Written problem
Please gather and copy every line of the listing below that contains the string "stem". Case counts.
┌─ Working data
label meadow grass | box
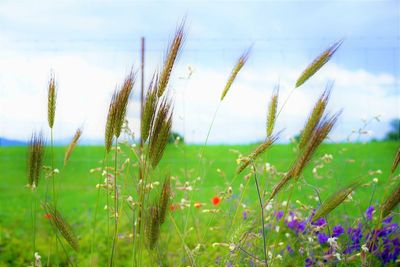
[0,142,398,266]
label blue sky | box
[0,0,400,143]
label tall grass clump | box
[27,132,45,265]
[11,22,400,266]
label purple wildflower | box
[318,233,328,245]
[304,258,314,267]
[311,218,326,226]
[365,206,375,221]
[332,224,344,237]
[274,210,283,221]
[344,223,362,254]
[382,216,393,224]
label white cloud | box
[0,46,400,146]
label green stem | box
[110,138,119,267]
[89,154,108,267]
[31,188,36,267]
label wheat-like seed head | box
[236,133,279,174]
[64,128,82,166]
[158,175,171,224]
[28,132,44,188]
[149,97,173,168]
[157,20,186,97]
[140,75,158,143]
[312,181,360,222]
[267,85,279,138]
[381,185,400,221]
[289,112,340,179]
[267,112,340,203]
[390,147,400,174]
[47,76,57,128]
[114,72,135,138]
[295,39,343,88]
[145,204,160,250]
[104,91,117,153]
[43,203,79,251]
[221,48,251,101]
[299,85,332,149]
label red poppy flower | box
[211,196,221,206]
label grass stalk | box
[89,154,108,267]
[252,162,268,266]
[110,137,119,267]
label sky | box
[0,0,400,144]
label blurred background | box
[0,0,400,145]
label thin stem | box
[89,155,108,267]
[253,162,268,266]
[50,128,57,206]
[31,188,36,267]
[110,138,119,267]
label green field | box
[0,142,399,266]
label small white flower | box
[35,252,42,260]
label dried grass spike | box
[390,147,400,174]
[236,133,279,174]
[64,128,82,166]
[312,181,360,222]
[264,172,293,206]
[28,132,44,188]
[295,39,343,88]
[289,112,340,179]
[157,20,186,97]
[158,175,171,224]
[114,72,135,138]
[267,85,279,137]
[104,91,117,153]
[299,88,332,149]
[43,203,79,251]
[221,48,251,101]
[47,75,57,128]
[381,186,400,218]
[149,98,172,168]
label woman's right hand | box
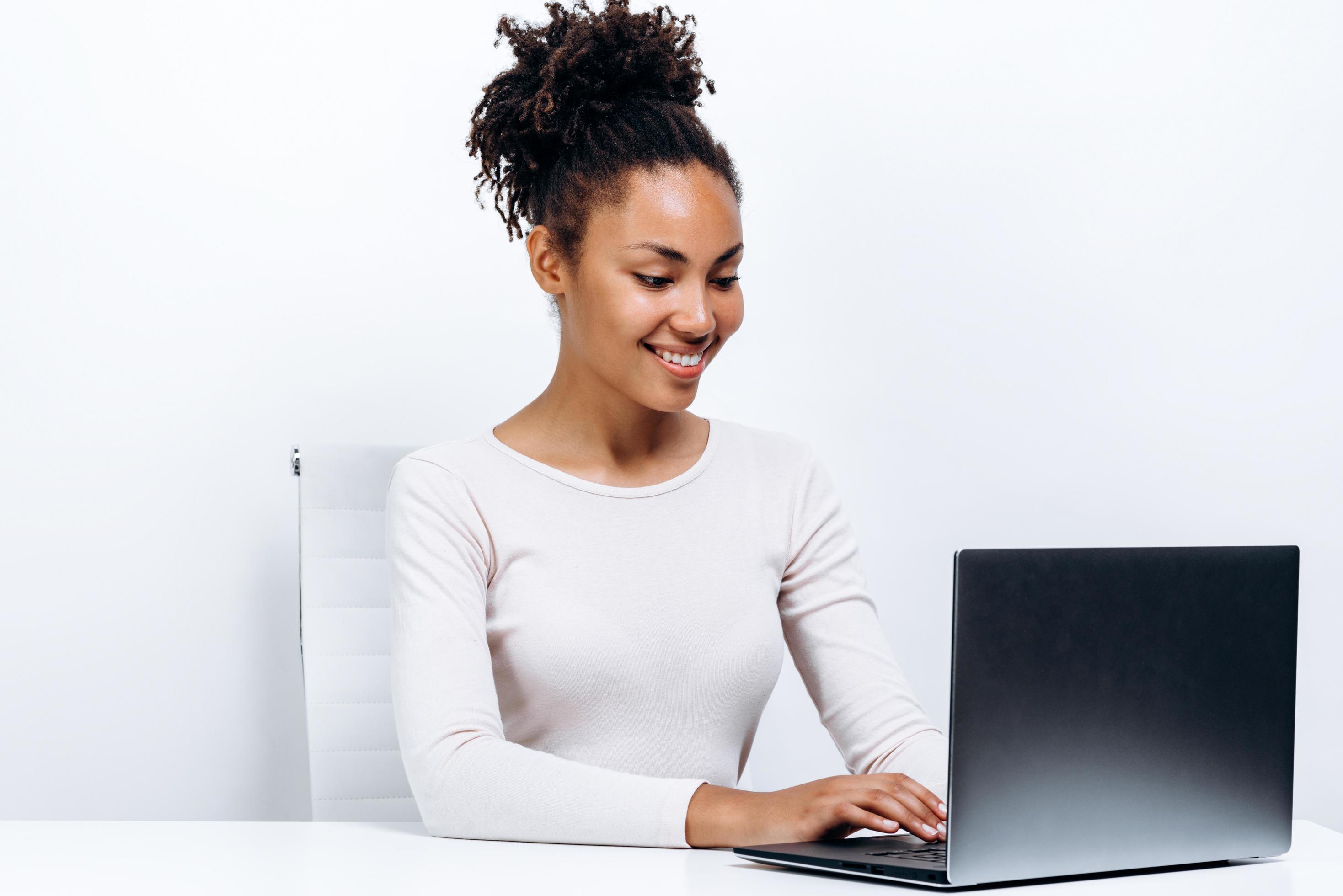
[685,773,947,846]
└─
Solution to this task
label green stem | box
label thin stem | box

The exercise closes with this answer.